Find every line in the rows below that contains the word "woman" and copy each of those lines.

▸ Supplied material
──────────

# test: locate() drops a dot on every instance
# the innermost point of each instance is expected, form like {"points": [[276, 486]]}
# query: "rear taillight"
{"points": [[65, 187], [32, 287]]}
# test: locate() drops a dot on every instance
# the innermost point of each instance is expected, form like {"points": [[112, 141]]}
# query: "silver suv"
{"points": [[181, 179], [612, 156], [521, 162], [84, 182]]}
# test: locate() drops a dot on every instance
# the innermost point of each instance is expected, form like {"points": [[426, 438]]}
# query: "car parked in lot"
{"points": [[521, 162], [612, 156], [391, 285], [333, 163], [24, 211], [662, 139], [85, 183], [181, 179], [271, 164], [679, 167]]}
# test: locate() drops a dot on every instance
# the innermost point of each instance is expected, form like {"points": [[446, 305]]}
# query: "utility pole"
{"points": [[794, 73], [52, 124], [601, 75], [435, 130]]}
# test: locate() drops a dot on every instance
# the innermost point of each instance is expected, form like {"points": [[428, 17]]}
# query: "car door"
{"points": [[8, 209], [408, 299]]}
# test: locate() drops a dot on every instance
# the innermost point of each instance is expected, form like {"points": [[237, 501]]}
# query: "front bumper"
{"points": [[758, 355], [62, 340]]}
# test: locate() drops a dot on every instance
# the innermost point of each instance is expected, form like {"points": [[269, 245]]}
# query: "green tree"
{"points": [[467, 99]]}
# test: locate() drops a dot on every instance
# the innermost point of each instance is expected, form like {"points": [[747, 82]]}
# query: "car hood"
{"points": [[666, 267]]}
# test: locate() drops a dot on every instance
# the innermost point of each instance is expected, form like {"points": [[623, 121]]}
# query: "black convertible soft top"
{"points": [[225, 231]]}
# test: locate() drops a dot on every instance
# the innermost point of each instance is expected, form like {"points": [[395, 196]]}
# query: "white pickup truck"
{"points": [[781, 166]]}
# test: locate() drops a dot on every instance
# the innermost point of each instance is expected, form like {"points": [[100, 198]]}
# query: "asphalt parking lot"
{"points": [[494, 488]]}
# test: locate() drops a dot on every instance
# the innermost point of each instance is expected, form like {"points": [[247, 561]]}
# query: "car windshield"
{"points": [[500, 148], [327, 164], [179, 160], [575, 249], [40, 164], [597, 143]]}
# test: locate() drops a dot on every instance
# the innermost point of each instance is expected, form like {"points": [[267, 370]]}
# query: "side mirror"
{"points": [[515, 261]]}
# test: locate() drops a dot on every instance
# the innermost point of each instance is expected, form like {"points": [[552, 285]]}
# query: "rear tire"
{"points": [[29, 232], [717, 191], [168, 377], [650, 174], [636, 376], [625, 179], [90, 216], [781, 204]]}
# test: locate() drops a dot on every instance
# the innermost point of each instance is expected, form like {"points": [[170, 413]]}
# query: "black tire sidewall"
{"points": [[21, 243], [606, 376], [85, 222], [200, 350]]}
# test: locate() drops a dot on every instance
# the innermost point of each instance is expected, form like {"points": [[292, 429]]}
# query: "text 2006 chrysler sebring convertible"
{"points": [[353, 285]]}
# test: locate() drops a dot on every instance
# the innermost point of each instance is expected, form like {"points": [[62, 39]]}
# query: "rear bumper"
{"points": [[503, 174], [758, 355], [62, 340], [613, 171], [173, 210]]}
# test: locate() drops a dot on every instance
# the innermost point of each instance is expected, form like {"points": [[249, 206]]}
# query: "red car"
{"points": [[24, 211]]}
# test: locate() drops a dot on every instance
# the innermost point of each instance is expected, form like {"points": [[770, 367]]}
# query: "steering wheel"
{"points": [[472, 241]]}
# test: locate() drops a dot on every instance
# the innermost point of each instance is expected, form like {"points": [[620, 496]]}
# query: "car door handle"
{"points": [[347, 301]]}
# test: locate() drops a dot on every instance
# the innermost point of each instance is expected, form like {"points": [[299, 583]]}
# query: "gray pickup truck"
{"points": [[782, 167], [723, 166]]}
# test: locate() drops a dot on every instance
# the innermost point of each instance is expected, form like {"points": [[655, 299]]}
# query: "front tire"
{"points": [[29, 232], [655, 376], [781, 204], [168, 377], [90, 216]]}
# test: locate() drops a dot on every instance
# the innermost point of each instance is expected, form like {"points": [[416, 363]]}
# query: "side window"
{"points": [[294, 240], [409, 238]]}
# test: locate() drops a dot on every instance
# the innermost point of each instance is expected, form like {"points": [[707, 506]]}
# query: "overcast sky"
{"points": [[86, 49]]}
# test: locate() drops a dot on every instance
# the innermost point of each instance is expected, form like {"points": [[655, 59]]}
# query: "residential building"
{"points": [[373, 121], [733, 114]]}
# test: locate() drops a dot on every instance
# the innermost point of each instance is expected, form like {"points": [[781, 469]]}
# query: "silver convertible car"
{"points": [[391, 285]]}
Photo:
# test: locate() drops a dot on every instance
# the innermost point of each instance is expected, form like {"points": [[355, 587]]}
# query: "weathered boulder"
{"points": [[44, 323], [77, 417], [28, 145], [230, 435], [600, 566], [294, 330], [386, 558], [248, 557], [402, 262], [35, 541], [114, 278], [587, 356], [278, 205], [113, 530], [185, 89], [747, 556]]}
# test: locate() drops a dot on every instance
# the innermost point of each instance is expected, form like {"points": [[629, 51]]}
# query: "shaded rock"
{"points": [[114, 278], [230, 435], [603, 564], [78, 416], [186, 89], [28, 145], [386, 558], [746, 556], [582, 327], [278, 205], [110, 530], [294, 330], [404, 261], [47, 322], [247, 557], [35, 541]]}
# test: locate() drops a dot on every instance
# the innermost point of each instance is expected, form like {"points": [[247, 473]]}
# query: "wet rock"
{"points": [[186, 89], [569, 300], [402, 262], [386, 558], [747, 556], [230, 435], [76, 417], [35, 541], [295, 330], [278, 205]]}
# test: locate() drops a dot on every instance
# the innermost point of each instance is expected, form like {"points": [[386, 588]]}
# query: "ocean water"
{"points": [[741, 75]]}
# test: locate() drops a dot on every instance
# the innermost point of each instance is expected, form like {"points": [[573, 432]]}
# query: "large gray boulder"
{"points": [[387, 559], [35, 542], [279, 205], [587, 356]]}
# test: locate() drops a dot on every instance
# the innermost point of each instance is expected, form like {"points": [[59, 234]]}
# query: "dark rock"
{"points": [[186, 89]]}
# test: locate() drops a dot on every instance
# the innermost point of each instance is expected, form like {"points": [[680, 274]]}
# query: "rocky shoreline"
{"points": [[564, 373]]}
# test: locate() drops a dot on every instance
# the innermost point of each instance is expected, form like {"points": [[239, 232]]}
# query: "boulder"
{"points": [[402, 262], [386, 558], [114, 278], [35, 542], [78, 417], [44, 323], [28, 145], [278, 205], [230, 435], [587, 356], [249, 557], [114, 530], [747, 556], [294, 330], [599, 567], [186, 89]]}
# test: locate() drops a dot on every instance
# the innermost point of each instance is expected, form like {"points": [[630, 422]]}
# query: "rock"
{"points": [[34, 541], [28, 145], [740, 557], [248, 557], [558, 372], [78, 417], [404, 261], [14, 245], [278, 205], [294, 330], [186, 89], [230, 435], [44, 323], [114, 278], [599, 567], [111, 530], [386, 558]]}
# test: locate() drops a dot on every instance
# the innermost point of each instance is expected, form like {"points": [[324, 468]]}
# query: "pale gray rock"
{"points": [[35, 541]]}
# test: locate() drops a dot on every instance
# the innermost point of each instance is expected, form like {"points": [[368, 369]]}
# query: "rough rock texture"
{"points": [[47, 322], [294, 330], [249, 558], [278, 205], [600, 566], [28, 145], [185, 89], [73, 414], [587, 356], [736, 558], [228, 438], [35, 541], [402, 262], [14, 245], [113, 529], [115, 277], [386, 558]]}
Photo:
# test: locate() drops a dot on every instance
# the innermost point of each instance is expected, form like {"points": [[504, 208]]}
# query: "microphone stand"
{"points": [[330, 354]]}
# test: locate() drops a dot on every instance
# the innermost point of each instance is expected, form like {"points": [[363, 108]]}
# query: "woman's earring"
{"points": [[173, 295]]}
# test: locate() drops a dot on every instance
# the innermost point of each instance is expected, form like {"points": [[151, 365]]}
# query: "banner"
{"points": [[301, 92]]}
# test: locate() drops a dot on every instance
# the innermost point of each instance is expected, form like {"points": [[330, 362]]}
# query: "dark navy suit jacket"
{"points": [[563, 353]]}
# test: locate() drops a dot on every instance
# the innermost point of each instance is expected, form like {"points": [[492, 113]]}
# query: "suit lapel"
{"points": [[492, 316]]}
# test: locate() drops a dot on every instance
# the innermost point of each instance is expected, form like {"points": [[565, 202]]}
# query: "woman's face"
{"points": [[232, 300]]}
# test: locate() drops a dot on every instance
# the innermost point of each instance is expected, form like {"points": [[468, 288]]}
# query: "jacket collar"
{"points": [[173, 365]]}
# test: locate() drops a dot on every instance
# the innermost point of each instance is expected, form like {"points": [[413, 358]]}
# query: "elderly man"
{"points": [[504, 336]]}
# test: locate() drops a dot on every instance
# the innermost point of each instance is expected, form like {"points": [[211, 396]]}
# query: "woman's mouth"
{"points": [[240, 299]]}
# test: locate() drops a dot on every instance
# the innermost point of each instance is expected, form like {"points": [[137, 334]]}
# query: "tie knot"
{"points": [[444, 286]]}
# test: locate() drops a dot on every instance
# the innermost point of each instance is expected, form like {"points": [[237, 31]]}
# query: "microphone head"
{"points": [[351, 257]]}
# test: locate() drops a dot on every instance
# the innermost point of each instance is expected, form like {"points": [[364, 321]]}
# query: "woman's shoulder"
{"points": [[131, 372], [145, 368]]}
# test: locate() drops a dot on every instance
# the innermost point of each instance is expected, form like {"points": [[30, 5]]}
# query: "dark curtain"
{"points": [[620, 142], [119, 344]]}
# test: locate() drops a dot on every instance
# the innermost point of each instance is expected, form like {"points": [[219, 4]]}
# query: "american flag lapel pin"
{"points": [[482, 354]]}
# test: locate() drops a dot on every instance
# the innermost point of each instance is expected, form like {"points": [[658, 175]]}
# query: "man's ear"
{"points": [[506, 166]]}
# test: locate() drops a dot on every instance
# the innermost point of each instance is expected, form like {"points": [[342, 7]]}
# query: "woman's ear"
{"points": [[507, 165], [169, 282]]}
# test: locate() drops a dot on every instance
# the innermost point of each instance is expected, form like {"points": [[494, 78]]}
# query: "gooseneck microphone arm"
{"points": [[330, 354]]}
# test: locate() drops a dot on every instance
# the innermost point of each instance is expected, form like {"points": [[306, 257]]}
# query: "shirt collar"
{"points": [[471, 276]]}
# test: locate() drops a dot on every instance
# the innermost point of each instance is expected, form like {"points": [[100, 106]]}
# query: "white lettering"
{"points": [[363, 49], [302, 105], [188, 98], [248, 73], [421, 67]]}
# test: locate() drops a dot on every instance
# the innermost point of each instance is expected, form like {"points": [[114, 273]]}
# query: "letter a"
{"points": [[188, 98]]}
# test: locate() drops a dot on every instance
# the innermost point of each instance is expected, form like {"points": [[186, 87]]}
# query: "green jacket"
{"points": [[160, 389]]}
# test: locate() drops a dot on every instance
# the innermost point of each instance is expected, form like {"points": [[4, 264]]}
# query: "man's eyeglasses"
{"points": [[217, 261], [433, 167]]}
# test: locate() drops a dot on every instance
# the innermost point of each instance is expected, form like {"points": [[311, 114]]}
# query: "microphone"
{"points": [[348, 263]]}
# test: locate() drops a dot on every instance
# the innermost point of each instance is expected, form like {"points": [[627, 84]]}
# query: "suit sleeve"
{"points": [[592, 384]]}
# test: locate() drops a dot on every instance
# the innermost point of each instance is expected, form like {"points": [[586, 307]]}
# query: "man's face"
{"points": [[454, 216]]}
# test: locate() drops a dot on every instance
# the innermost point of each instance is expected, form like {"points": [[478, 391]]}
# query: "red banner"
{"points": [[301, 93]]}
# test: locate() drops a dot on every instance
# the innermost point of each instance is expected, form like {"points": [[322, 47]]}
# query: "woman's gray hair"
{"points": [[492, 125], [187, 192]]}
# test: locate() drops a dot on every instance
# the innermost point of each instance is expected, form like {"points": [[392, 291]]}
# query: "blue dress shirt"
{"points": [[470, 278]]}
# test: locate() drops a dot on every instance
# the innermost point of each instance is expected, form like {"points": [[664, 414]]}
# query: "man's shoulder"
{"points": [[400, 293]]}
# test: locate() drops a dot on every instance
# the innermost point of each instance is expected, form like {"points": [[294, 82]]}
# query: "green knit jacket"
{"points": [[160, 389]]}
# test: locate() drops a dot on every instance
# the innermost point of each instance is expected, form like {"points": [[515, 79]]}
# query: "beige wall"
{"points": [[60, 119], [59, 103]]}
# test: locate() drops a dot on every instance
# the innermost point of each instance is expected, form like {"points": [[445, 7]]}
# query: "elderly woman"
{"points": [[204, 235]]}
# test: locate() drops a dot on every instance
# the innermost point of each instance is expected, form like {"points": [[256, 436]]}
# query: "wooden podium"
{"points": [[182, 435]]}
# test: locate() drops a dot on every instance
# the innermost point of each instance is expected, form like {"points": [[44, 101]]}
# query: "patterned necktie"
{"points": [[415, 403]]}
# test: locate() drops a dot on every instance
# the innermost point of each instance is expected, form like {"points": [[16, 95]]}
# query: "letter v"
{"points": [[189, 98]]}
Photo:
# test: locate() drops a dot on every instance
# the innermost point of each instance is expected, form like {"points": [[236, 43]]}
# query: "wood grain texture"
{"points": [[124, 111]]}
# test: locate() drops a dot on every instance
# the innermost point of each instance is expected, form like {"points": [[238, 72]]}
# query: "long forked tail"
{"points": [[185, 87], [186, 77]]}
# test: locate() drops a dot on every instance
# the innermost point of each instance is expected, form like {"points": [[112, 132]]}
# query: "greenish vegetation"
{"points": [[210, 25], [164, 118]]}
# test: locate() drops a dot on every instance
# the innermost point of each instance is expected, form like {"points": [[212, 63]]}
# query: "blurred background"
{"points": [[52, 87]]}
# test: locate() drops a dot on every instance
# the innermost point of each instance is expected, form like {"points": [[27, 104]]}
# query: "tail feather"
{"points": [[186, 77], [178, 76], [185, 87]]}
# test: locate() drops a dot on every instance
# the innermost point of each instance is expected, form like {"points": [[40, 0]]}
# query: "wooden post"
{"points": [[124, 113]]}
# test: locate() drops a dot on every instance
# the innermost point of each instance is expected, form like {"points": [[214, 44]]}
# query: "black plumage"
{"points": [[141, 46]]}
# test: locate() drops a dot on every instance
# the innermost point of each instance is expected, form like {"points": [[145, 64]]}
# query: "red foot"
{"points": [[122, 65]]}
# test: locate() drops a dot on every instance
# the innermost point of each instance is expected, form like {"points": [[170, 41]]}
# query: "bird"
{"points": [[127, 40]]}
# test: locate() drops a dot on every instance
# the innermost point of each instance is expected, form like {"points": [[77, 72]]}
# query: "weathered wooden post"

──────────

▸ The output
# query: "woman's earring"
# query: "woman's face"
# query: "woman's mouth"
# query: "woman's shoulder"
# query: "woman's ear"
# query: "woman's gray hair"
# query: "elderly woman"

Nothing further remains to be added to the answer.